[Free-text object descriptions]
......

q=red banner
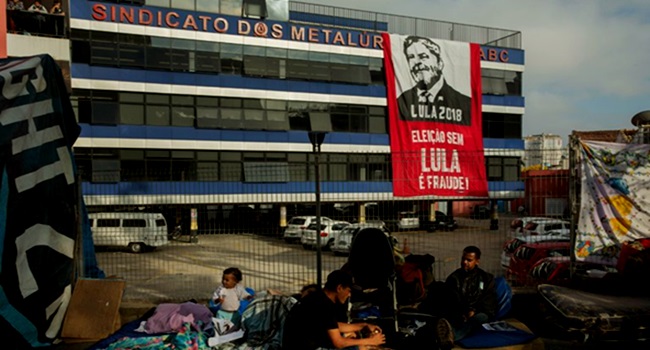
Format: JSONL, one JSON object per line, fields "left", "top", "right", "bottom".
{"left": 383, "top": 33, "right": 488, "bottom": 198}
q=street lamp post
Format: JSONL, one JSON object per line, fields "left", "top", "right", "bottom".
{"left": 308, "top": 131, "right": 327, "bottom": 287}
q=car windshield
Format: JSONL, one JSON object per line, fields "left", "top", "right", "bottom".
{"left": 307, "top": 223, "right": 325, "bottom": 230}
{"left": 289, "top": 218, "right": 306, "bottom": 225}
{"left": 524, "top": 222, "right": 538, "bottom": 230}
{"left": 332, "top": 223, "right": 349, "bottom": 230}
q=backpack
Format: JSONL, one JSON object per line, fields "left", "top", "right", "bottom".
{"left": 397, "top": 254, "right": 436, "bottom": 305}
{"left": 236, "top": 294, "right": 297, "bottom": 349}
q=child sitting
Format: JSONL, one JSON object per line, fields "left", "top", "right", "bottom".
{"left": 212, "top": 267, "right": 253, "bottom": 324}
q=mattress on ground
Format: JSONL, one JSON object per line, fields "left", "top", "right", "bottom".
{"left": 538, "top": 284, "right": 650, "bottom": 340}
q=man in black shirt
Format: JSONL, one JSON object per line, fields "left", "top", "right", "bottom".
{"left": 436, "top": 246, "right": 497, "bottom": 350}
{"left": 283, "top": 270, "right": 385, "bottom": 350}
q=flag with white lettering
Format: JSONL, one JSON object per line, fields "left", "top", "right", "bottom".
{"left": 383, "top": 33, "right": 488, "bottom": 197}
{"left": 0, "top": 55, "right": 86, "bottom": 347}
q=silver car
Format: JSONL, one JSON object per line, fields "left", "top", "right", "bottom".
{"left": 301, "top": 221, "right": 350, "bottom": 250}
{"left": 283, "top": 216, "right": 332, "bottom": 243}
{"left": 331, "top": 222, "right": 389, "bottom": 256}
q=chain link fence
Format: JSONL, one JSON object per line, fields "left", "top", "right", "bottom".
{"left": 77, "top": 148, "right": 570, "bottom": 303}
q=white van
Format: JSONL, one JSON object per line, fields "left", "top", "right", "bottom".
{"left": 89, "top": 212, "right": 169, "bottom": 253}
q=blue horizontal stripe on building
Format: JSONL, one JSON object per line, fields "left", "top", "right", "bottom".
{"left": 81, "top": 181, "right": 524, "bottom": 196}
{"left": 75, "top": 125, "right": 524, "bottom": 150}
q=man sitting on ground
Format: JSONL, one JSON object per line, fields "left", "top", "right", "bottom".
{"left": 283, "top": 269, "right": 385, "bottom": 350}
{"left": 436, "top": 245, "right": 497, "bottom": 349}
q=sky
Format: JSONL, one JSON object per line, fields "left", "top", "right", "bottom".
{"left": 300, "top": 0, "right": 650, "bottom": 143}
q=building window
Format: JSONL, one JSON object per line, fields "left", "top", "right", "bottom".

......

## About this exercise:
Each entry above should be printed again word for word, with any picture dropped.

## Exercise result:
q=red banner
Format: JSONL, one JSON object per line, fields "left", "top", "right", "bottom".
{"left": 383, "top": 33, "right": 488, "bottom": 198}
q=street lamp post
Format: JSONL, one JSON object per line, fields "left", "top", "right", "bottom".
{"left": 308, "top": 131, "right": 327, "bottom": 287}
q=car windshield
Format: JSONL, one JSON object per line, fields "left", "top", "right", "bottom".
{"left": 307, "top": 223, "right": 325, "bottom": 230}
{"left": 289, "top": 218, "right": 306, "bottom": 225}
{"left": 524, "top": 222, "right": 538, "bottom": 230}
{"left": 332, "top": 223, "right": 349, "bottom": 230}
q=backpack
Format: JSONL, one JSON object per line, fields "left", "top", "right", "bottom".
{"left": 397, "top": 254, "right": 436, "bottom": 305}
{"left": 236, "top": 294, "right": 297, "bottom": 349}
q=child sitting
Format: JSONL, one JSON object per line, fields "left", "top", "right", "bottom".
{"left": 212, "top": 267, "right": 253, "bottom": 324}
q=mattress on ground
Format: JSONL, one JSON object per line, fields "left", "top", "right", "bottom".
{"left": 538, "top": 284, "right": 650, "bottom": 340}
q=man in black shirt
Format: JSONL, one JSON object per line, fields "left", "top", "right", "bottom".
{"left": 436, "top": 246, "right": 497, "bottom": 350}
{"left": 283, "top": 270, "right": 385, "bottom": 350}
q=flag with white lettering
Format: JSONL, one JSON object per line, fields "left", "top", "right", "bottom".
{"left": 383, "top": 33, "right": 488, "bottom": 197}
{"left": 0, "top": 55, "right": 86, "bottom": 347}
q=silver car
Format: JSONL, one JSON object per line, fields "left", "top", "right", "bottom".
{"left": 301, "top": 221, "right": 350, "bottom": 250}
{"left": 283, "top": 216, "right": 332, "bottom": 243}
{"left": 331, "top": 222, "right": 389, "bottom": 256}
q=chain link fence
Format: JSONL, one JSON object per line, fields "left", "top", "right", "bottom".
{"left": 77, "top": 148, "right": 570, "bottom": 303}
q=white van
Format: JSONL, one JSON object per line, fields "left", "top", "right", "bottom".
{"left": 89, "top": 212, "right": 169, "bottom": 253}
q=blue horizontal stripe on building
Format: JSONL, one JSON object per line, fields "left", "top", "right", "bottom".
{"left": 81, "top": 181, "right": 524, "bottom": 196}
{"left": 75, "top": 125, "right": 524, "bottom": 150}
q=man sitting on ground
Format: JSONL, one JSON object per line, fields "left", "top", "right", "bottom".
{"left": 283, "top": 269, "right": 385, "bottom": 350}
{"left": 436, "top": 245, "right": 497, "bottom": 349}
q=sky
Format: JSONL, one JSON object per line, fields "left", "top", "right", "bottom".
{"left": 300, "top": 0, "right": 650, "bottom": 143}
q=building window
Format: JSONL, one JSON object per line, fields "left", "top", "right", "bottom".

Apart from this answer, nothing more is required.